---------- Trecho para leitura ----------
Particularmente nunca pensei que a realidade pudesse ser captada por uma única teoria ou ser vista pela ótica de um único pensador. Entretanto, o pensamento do antropólogo francês René Girard tem sido objeto dos meus estudos, das minhas reflexões e da minha admiração. Neste ensaio breve, apresento alguns elementos que demonstram a importância de ainda olharmos com atenção e carinho para suas análises.
Começo por apresentar em linhas gerais o cerne de seu pensamento: a teoria mimética, a qual é um instrumento versátil e até certo ponto “simples” para compreender o ser humano, entendido como um genuíno imitador. Para Girard, tudo começa no desejo, que, em sua perspectiva, é mimético por definição. Basicamente, as relações humanas poderiam ser definidas em “o meu desejo é a imitação do seu desejo”, e assim, a partir do contato com o outro, passamos a imitar desejos e ações, fenômeno que se reflete na cultura, na formação dos idiomas e, principalmente, na violência, como veremos mais adiante.
Em tempos de cultura do consumo, influencers e de uma total imersão no mundo do marketing e das redes sociais, compreender o caráter mimético do ser humano nos auxilia a entender o funcionamento desses mecanismos. Afinal de contas, o influencer é alguém que existe para influenciar comportamentos de consumo em algum grau. O valor do iPhone não está no iPhone, mas sim, no desejo despertado em você porque alguém o possui, e assim sucessivamente.
Para encerrar a parte mais light dessa reflexão, ainda no campo do consumo, anualmente temos a famosa “Black Friday” e certamente veremos na TV multidões em frente a porta das lojas, todos os anos. Geralmente acontece alguma confusão, e nem todo mundo consegue o que quer, enfim. O que há de girardiano nesse acontecimento? É provável que, em alguma dessas lojas haja um objeto desejado por duas ou mais pessoas, e nem sempre haverá quantidade suficiente para todos. Temos duas possibilidades aqui: 1) uma das pessoas cede; 2) disputa, competição e conflito. Saliento, a partir da teoria girardiana, que a segunda possibilidade é a mais provável.
----------
» **Instruções das tarefas**:
**A)** Responda com base no ensaio sobre René Girard:
(i) Qual é a nacionalidade atribuída a René Girard?
(ii) Segundo o texto, onde está o valor do iPhone?
(iii) Na disputa por um objeto na "Black Friday", qual das duas possibilidades é apontada como a mais provável?
**B)** Transcreva o trecho do ensaio sobre René Girard que começa nas palavras "Para encerrar a" e termina após "a mais provável.".
Não é preciso consultar o material.
---------- Dados fornecidos ----------
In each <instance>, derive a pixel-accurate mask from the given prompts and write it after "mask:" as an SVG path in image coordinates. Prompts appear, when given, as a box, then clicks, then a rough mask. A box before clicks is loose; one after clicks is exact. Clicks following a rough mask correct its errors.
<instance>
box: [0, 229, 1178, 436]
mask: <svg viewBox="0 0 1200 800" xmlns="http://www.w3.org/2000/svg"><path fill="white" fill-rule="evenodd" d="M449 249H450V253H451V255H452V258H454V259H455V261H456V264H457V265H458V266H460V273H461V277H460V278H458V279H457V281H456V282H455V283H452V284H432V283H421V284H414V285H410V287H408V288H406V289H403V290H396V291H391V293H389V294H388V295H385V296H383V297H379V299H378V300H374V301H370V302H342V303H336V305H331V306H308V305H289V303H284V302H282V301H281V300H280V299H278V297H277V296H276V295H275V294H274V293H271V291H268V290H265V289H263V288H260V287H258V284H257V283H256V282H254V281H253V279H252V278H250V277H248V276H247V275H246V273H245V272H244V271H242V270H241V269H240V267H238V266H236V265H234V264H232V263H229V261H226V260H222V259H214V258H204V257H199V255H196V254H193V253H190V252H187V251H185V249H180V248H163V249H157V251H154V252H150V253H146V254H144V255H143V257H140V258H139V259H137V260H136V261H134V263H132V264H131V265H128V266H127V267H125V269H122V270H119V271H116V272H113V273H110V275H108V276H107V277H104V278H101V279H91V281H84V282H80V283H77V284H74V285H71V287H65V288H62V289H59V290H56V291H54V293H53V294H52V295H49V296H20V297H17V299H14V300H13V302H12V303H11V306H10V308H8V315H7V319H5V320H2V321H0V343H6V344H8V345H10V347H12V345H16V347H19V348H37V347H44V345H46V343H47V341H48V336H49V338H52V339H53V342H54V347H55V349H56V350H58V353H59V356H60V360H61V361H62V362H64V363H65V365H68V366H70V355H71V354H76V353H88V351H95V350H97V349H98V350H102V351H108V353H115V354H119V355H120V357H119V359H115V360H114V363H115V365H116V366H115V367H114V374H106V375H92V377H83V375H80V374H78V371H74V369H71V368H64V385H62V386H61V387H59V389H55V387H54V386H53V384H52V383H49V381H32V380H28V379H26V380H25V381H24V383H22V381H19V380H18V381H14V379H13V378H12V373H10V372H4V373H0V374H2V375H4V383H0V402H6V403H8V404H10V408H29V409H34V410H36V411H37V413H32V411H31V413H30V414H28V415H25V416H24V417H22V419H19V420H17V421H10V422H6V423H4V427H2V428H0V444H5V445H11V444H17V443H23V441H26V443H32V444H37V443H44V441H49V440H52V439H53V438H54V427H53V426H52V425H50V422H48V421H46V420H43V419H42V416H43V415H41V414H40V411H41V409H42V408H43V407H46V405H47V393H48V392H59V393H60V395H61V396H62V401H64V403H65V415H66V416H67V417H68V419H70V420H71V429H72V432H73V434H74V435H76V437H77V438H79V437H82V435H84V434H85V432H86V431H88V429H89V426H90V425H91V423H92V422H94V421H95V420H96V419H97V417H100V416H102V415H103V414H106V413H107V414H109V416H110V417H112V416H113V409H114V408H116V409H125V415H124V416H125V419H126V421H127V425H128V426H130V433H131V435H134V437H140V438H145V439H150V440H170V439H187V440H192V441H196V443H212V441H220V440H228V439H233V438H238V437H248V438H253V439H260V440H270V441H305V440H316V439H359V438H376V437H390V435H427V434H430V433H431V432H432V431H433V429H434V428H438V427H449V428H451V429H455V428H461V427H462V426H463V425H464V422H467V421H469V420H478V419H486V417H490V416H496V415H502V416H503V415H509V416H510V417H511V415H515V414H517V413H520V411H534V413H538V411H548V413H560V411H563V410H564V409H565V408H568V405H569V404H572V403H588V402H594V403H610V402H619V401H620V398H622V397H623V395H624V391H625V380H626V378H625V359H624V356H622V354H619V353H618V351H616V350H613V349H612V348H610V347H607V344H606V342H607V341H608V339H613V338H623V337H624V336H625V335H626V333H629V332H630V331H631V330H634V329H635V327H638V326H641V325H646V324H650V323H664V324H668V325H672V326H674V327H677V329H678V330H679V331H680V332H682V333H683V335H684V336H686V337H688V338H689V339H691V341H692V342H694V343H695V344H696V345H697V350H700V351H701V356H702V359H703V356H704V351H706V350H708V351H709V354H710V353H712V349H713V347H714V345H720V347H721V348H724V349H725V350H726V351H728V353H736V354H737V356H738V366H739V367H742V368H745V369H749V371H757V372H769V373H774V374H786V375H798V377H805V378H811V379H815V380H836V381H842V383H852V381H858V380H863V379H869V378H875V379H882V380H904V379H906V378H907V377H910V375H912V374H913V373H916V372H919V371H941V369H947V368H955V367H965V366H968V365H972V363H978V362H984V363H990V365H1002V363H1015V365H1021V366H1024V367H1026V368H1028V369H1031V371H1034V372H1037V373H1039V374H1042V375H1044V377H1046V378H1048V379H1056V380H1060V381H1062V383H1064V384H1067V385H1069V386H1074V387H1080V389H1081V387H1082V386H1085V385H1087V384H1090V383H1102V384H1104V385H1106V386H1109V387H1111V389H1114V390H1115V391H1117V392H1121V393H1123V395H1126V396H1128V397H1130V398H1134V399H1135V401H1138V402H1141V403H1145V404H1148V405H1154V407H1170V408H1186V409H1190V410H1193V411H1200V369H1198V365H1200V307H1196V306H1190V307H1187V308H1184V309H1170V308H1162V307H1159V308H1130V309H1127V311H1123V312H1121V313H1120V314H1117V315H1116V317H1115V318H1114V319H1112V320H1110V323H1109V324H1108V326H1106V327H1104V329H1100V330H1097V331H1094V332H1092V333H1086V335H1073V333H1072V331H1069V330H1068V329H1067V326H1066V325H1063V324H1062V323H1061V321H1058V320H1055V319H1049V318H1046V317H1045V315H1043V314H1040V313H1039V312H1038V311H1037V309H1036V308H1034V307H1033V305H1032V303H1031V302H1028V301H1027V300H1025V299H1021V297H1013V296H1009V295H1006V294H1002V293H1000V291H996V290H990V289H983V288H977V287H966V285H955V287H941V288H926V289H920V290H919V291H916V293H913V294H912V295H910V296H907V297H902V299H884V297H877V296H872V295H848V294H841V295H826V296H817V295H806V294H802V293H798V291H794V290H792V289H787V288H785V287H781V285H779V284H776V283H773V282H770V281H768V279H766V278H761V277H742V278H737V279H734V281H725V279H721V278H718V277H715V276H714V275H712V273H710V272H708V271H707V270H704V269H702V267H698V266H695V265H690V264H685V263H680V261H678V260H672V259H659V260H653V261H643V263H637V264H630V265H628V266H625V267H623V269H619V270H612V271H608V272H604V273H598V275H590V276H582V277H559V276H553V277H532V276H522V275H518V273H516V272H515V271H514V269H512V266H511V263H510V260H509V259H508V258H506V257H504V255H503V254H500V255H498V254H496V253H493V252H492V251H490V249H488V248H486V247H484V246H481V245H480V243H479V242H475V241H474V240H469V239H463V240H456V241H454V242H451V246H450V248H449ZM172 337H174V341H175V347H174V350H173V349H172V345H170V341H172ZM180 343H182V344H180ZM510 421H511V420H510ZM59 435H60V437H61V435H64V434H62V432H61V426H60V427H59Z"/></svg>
----------
» **Respostas em ordem**:
**A)**
(i) Francês.
(ii) No desejo despertado em você porque alguém o possui.
(iii) A segunda: disputa, competição e conflito.

**B)**
Para encerrar a parte mais light dessa reflexão, ainda no campo do consumo, anualmente temos a famosa “Black Friday” e certamente veremos na TV multidões em frente a porta das lojas, todos os anos. Geralmente acontece alguma confusão, e nem todo mundo consegue o que quer, enfim. O que há de girardiano nesse acontecimento? É provável que, em alguma dessas lojas haja um objeto desejado por duas ou mais pessoas, e nem sempre haverá quantidade suficiente para todos. Temos duas possibilidades aqui: 1) uma das pessoas cede; 2) disputa, competição e conflito. Saliento, a partir da teoria girardiana, que a segunda possibilidade é a mais provável.